Your response must consist of the listing below, repeated exactly.

+ + + +

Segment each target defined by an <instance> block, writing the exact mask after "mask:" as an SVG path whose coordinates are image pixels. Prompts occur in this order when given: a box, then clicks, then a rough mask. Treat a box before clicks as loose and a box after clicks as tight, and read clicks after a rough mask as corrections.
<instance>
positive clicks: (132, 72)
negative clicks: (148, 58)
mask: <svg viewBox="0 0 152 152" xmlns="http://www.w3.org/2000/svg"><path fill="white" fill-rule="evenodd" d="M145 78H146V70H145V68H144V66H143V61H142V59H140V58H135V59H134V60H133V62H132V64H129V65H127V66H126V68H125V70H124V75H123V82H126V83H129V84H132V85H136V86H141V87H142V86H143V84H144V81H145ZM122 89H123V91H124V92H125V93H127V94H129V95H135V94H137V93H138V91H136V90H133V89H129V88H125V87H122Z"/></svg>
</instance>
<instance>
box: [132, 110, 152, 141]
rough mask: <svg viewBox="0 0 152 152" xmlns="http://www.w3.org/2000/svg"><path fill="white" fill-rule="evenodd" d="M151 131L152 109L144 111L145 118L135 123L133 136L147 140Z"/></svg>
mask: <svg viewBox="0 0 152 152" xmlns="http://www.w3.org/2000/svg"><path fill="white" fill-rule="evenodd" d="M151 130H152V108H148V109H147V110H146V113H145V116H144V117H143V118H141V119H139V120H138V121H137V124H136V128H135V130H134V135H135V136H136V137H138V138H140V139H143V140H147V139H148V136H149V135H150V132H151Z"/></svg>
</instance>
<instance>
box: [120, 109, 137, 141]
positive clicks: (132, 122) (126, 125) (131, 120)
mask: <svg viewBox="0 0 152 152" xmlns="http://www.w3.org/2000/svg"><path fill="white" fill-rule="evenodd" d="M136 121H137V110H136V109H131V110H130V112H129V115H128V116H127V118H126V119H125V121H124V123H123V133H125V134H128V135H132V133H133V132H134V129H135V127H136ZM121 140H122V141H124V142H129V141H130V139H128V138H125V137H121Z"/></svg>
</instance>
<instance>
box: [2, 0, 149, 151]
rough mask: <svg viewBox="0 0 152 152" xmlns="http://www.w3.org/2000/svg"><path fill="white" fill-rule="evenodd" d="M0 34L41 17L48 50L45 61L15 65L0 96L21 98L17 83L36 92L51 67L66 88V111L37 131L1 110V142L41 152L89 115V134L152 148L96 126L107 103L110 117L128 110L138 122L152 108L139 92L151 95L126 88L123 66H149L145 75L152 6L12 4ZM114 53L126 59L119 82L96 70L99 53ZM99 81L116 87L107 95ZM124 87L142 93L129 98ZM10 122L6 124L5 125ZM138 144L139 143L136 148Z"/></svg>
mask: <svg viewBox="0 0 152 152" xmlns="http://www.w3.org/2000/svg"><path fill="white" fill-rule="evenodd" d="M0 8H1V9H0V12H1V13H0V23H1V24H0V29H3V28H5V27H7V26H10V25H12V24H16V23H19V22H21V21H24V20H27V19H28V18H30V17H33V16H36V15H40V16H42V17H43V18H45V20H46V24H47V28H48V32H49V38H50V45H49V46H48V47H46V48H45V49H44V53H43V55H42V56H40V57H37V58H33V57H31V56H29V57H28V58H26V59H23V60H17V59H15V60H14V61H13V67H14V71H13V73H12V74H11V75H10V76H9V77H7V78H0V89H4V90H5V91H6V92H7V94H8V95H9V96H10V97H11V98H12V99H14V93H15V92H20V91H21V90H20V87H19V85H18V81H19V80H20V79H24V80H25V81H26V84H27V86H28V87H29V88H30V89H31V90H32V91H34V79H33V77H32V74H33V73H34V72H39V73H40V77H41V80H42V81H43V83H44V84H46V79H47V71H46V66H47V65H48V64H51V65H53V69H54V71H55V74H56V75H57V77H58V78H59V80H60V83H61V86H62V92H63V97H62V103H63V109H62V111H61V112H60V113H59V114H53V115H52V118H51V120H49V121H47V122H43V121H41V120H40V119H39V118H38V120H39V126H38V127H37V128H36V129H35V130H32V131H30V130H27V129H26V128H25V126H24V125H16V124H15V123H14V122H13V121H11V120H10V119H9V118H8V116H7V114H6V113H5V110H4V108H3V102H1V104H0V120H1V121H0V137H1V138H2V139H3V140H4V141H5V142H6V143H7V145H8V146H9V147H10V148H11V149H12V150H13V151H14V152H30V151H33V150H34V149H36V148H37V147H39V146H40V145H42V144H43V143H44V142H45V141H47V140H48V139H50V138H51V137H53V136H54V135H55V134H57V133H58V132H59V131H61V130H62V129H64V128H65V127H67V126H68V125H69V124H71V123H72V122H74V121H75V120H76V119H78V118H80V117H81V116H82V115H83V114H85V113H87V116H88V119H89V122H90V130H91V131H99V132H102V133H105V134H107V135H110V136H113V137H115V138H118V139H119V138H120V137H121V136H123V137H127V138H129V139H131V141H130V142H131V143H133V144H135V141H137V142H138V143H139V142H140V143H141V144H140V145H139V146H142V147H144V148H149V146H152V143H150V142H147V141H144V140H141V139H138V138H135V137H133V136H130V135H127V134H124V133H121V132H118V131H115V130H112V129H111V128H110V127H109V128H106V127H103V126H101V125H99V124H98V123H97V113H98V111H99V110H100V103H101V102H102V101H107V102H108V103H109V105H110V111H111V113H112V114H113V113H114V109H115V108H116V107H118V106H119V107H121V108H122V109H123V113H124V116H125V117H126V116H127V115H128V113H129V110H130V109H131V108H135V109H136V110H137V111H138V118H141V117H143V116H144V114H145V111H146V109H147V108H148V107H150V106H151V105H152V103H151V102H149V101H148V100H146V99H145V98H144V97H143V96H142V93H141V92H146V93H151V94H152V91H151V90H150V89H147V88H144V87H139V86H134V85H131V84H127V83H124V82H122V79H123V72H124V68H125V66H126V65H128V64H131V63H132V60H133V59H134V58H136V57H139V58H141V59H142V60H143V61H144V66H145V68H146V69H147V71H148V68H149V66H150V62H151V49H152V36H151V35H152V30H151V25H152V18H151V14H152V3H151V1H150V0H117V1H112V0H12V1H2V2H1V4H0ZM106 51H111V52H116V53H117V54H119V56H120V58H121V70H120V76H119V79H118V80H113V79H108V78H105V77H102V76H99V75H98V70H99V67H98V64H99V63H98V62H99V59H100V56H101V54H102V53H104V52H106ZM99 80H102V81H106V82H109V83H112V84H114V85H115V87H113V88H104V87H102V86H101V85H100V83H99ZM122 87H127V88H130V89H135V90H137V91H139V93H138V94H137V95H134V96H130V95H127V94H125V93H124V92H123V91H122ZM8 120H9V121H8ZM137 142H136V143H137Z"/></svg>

+ + + +

- _REPLY_
Segment each target defined by an <instance> block, writing the exact mask after "mask:" as an SVG path whose coordinates are image pixels. Prompts occur in this order when given: a box, then clicks, then a rough mask. Treat a box before clicks as loose and a box after clicks as tight, and read clicks after a rough mask as corrections.
<instance>
positive clicks: (132, 72)
negative clicks: (148, 58)
mask: <svg viewBox="0 0 152 152" xmlns="http://www.w3.org/2000/svg"><path fill="white" fill-rule="evenodd" d="M145 78H146V70H145V68H144V66H143V61H142V59H140V58H135V59H134V60H133V62H132V64H129V65H127V66H126V68H125V70H124V75H123V82H126V83H129V84H132V85H136V86H141V87H142V86H143V84H144V81H145ZM122 89H123V91H124V92H125V93H127V94H129V95H135V94H137V93H138V91H136V90H133V89H129V88H125V87H122Z"/></svg>
</instance>
<instance>
box: [132, 110, 152, 141]
rough mask: <svg viewBox="0 0 152 152" xmlns="http://www.w3.org/2000/svg"><path fill="white" fill-rule="evenodd" d="M151 131L152 109L144 111L145 118L135 123L133 136L147 140Z"/></svg>
mask: <svg viewBox="0 0 152 152" xmlns="http://www.w3.org/2000/svg"><path fill="white" fill-rule="evenodd" d="M151 130H152V108H148V109H147V110H146V113H145V116H144V117H143V118H141V119H139V120H138V121H137V124H136V128H135V130H134V135H135V136H136V137H138V138H140V139H143V140H147V139H148V136H149V135H150V132H151Z"/></svg>
</instance>
<instance>
box: [120, 109, 137, 141]
positive clicks: (132, 122) (126, 125) (131, 120)
mask: <svg viewBox="0 0 152 152" xmlns="http://www.w3.org/2000/svg"><path fill="white" fill-rule="evenodd" d="M136 121H137V110H136V109H131V110H130V112H129V115H128V116H127V118H126V119H125V121H124V123H123V133H125V134H128V135H132V133H133V132H134V129H135V127H136ZM121 140H122V141H124V142H129V141H130V139H128V138H125V137H121Z"/></svg>
</instance>
<instance>
box: [2, 0, 149, 151]
rough mask: <svg viewBox="0 0 152 152" xmlns="http://www.w3.org/2000/svg"><path fill="white" fill-rule="evenodd" d="M0 34L41 17L48 50L45 61L15 65L0 96L21 98L17 83L36 92L51 67L66 88V111L37 131L1 110V142L41 152L89 115V134L152 148L96 126L107 103L110 117L128 110L138 122L152 108L139 92L151 95L126 88L123 66H149L145 75L152 6L12 4ZM114 53L126 59L119 82L96 70L99 53ZM99 81L116 87L107 95ZM124 87L142 93L129 98ZM10 122L6 124L5 125ZM138 144L139 143L136 148Z"/></svg>
mask: <svg viewBox="0 0 152 152" xmlns="http://www.w3.org/2000/svg"><path fill="white" fill-rule="evenodd" d="M0 8H1V9H0V12H1V13H0V23H1V24H0V29H3V28H5V27H7V26H10V25H12V24H16V23H19V22H21V21H24V20H27V19H28V18H30V17H33V16H36V15H40V16H42V17H43V18H45V20H46V24H47V28H48V32H49V38H50V45H49V46H48V47H46V48H45V49H44V53H43V55H42V56H40V57H37V58H33V57H31V56H29V57H28V58H26V59H23V60H17V59H15V60H14V61H13V67H14V71H13V73H12V74H11V75H10V76H9V77H7V78H0V89H4V90H5V91H6V92H7V94H8V95H9V96H10V97H11V98H12V99H14V93H15V92H20V91H21V90H20V87H19V85H18V81H19V80H20V79H24V80H25V81H26V84H27V86H28V87H29V88H30V89H31V90H32V91H34V79H33V77H32V74H33V73H34V72H39V73H40V77H41V80H42V81H43V83H44V84H46V79H47V71H46V66H47V65H48V64H51V65H53V69H54V71H55V74H56V75H57V77H58V78H59V80H60V83H61V86H62V92H63V97H62V103H63V109H62V111H61V112H60V113H59V114H53V115H52V118H51V120H49V121H47V122H43V121H41V120H40V119H39V118H38V120H39V126H38V127H37V128H36V129H35V130H32V131H30V130H27V129H26V128H25V126H24V125H16V124H15V123H14V122H13V121H11V120H10V119H9V118H8V116H7V114H6V113H5V110H4V108H3V102H1V104H0V120H1V121H0V137H1V138H2V139H3V140H4V141H5V142H6V143H7V145H8V146H9V147H10V148H11V149H12V150H13V151H14V152H30V151H33V150H34V149H36V148H37V147H39V146H40V145H42V144H43V143H44V142H45V141H47V140H48V139H50V138H51V137H53V136H54V135H55V134H57V133H58V132H59V131H61V130H62V129H64V128H65V127H67V126H68V125H69V124H71V123H72V122H74V121H75V120H76V119H78V118H80V117H81V116H82V115H83V114H85V113H87V116H88V119H89V122H90V130H91V131H99V132H102V133H105V134H107V135H110V136H113V137H115V138H118V139H119V138H120V137H121V136H123V137H127V138H129V139H131V141H130V142H131V143H133V144H135V141H137V142H138V143H139V142H140V143H141V144H140V145H139V146H142V147H144V148H149V146H152V143H150V142H147V141H144V140H141V139H138V138H135V137H133V136H130V135H127V134H124V133H121V132H118V131H115V130H112V129H111V128H110V127H109V128H106V127H103V126H101V125H99V124H98V123H97V113H98V111H99V110H100V103H101V102H102V101H107V102H108V103H109V105H110V111H111V113H112V114H113V113H114V109H115V108H116V107H118V106H119V107H121V108H122V109H123V113H124V116H125V117H126V116H127V115H128V113H129V110H130V109H131V108H135V109H136V110H137V111H138V118H141V117H143V116H144V114H145V111H146V109H147V108H148V107H150V106H151V105H152V103H151V102H149V101H148V100H146V99H145V98H144V97H143V96H142V93H141V92H146V93H151V94H152V91H151V90H150V89H147V88H144V87H139V86H134V85H131V84H127V83H124V82H122V79H123V72H124V68H125V66H126V65H128V64H131V63H132V60H133V59H134V58H136V57H139V58H141V59H142V60H143V61H144V66H145V68H146V69H147V71H148V68H149V66H150V62H151V49H152V36H151V35H152V30H151V25H152V18H151V14H152V3H151V1H150V0H117V1H112V0H12V1H2V2H1V4H0ZM106 51H111V52H116V53H117V54H119V56H120V58H121V70H120V76H119V79H118V80H113V79H108V78H105V77H102V76H99V75H98V70H99V67H98V64H99V63H98V62H99V59H100V56H101V54H102V53H104V52H106ZM99 80H102V81H106V82H109V83H112V84H114V85H115V87H113V88H104V87H102V86H101V85H100V83H99ZM122 87H127V88H130V89H135V90H137V91H139V93H138V94H137V95H134V96H130V95H127V94H125V93H124V92H123V91H122ZM8 120H9V121H8ZM137 142H136V143H137Z"/></svg>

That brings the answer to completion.